DOCUMENT PASSAGE:
☆ ☆ ☆ ☆ ☆

[mpich-discuss] MCS lock and MPI RMA problem

Balaji, Pavan balaji at anl.gov
Sun Mar 12 20:55:27 CDT 2017


Shouldn't winsize be 3 integers in your code?  (sorry, I spent only 30 seconds looking at the code, so I might have missed something).

  -- Pavan

> On Mar 12, 2017, at 2:44 PM, Ask Jakobsen <afj at qeye-labs.com> wrote:
> 
> Interestingly, according to the paper you suggested it appears to include a similar test in pseudo code https://htor.inf.ethz.ch/publications/img/hpclocks.pdf (see Listing 3 in paper).
> 
> Unfortunately, removing the test in the release protocol did not solve the problem. The race condition is much more difficult to provoke, but I managed when setting the size of the communicator to 3 (only tested even sizes so far).
> 
> From Jeff's suggestion I have attempted to rewrite the code removing local loads and stores in the MPI_Win_lock_all epochs using MPI_Fetch_and_op (see attached files).
> 
> This version behaves very similar to the original code and also fails from time to time. Putting a sleep into the acquire busy loop (usleep(100)) will make the code "much more robust" (I hack, I know, but indicating some underlying race condition?!). Let me know if you see any problems in the way I am using MPI_Fetch_and_op in a busy loop. Flushing or syncing is not necessary in this case, right?
> 
> All work is done with export MPIR_CVAR_ASYNC_PROGRESS=1 on mpich-3.2 and mpich-3.3a2
> 
> On Wed, Mar 8, 2017 at 4:21 PM, Halim Amer <aamer at anl.gov> wrote:
> I cannot claim that I thoroughly verified the correctness of that code, so take it with a grain of salt. Please keep in mind that it is a test code from a tutorial book; those codes are meant for learning purposes not for deployment.
> 
> If your goal is to have a high performance RMA lock, I suggest you to look into the recent HPDC'16 paper: "High-Performance Distributed RMA Locks".
> 
> Halim
> www.mcs.anl.gov/~aamer
> 
> On 3/8/17 3:06 AM, Ask Jakobsen wrote:
> You are absolutely correct, Halim. Removing the test lmem[nextRank] == -1
> in release fixes the problem. Great work. Now I will try to understand why
> you are right. I hope the authors of the book will credit you for
> discovering the bug.

☆ ☆ ☆ ☆ ☆

INFORMATION SUPPLIED:
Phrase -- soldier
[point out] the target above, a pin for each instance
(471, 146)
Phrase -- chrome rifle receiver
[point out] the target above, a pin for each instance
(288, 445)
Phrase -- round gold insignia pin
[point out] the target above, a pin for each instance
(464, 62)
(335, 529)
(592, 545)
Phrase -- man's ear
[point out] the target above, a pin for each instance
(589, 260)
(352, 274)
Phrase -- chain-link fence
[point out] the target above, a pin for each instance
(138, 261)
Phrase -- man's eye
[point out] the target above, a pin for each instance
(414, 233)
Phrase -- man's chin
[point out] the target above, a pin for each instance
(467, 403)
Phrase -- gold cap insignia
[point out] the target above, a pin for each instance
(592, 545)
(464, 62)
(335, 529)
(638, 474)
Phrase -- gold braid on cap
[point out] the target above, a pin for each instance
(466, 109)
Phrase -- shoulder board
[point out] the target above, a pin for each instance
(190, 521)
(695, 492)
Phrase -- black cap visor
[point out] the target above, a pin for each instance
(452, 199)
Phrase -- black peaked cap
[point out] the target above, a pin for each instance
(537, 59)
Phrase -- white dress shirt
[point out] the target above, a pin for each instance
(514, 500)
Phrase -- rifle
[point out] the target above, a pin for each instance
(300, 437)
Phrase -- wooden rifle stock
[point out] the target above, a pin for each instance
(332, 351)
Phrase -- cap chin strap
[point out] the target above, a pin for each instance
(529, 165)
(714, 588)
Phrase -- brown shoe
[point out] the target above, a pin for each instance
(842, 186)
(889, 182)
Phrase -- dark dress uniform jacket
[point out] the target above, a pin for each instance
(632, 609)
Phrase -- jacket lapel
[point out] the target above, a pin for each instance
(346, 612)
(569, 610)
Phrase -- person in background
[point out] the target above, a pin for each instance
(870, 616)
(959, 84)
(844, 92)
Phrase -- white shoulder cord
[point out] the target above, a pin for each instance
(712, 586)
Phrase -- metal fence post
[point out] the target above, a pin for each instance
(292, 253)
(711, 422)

☆ ☆ ☆ ☆ ☆

TASKS FOR THIS EXERCISE:
A: In the MCS lock thread, what communicator size did Ask Jakobsen use to provoke the race condition after removing the test in the release protocol?
B: Write the next part of the MCS lock thread, starting after its last sentence.

ANSWER SET:
A: A communicator size of 3.

B:
> 
> So in conclusion you need to remove the above mentioned test AND enable
> asynchronous progression using the environment variable
> MPIR_CVAR_ASYNC_PROGRESS=1 in MPICH (BTW I still can't get the code to work
> in openmpi).
> 
> On Tue, Mar 7, 2017 at 5:37 PM, Halim Amer <aamer at anl.gov> wrote:
> 
> detect that another process is being or already enqueued in the MCS
> queue.
> 
> Actually the problem occurs only when the waiting process already enqueued
> itself, i.e., the accumulate operation on the nextRank field succeeded.
> 
> Halim
> www.mcs.anl.gov/~aamer <http://www.mcs.anl.gov/%7Eaamer>
> 
> 
> On 3/7/17 10:29 AM, Halim Amer wrote:
> 
> In the Release protocol, try removing this test:
> 
> if (lmem[nextRank] == -1) {
>    If-Block;
> }
> 
> but keep the If-Block.
> 
> The hang occurs because the process releasing the MCS lock fails to
> detect that another process is being or already enqueued in the MCS queue.
> 
> Halim
> www.mcs.anl.gov/~aamer <http://www.mcs.anl.gov/%7Eaamer>
> 
> 
> On 3/7/17 6:43 AM, Ask Jakobsen wrote:
> 
> Thanks, Halim. I have now enabled asynchronous progress in MPICH (can't
> find something similar in openmpi) and now all ranks acquire the lock and
> the program finish as expected. However if I put a while(1) loop
> around the
> acquire-release code in main.c it will fail again at random and go
> into an
> infinite loop. The simple unfair lock does not have this problem.
> 
> On Tue, Mar 7, 2017 at 12:44 AM, Halim Amer <aamer at anl.gov> wrote:
> 
> My understanding is that this code assumes asynchronous progress.
> An example of when the processes hang is as follows:
> 
> 1) P0 Finishes MCSLockAcquire()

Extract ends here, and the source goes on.